===== Dataset excerpts =====

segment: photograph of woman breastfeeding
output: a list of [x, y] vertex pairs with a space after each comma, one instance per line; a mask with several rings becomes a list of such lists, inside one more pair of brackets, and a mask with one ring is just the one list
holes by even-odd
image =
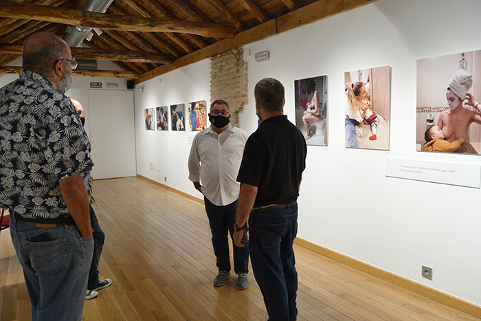
[[344, 74], [346, 147], [389, 150], [389, 66]]
[[418, 60], [417, 151], [481, 154], [480, 59], [481, 50]]
[[327, 76], [294, 81], [295, 124], [308, 145], [327, 146]]

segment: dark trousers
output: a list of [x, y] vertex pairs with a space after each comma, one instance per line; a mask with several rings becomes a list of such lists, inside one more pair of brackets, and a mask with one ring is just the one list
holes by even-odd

=====

Retype the listing exactly, starting at the line that contains "segment: dark trousers" and ending at the last line of the listing, including both.

segment: dark trousers
output: a list of [x, y] vertex pairs with a space after each comma, one instance per line; a mask with several rings becomes a list of such lists, inside one more pair of brackets, and a mask with one ring is just the one list
holes by even-odd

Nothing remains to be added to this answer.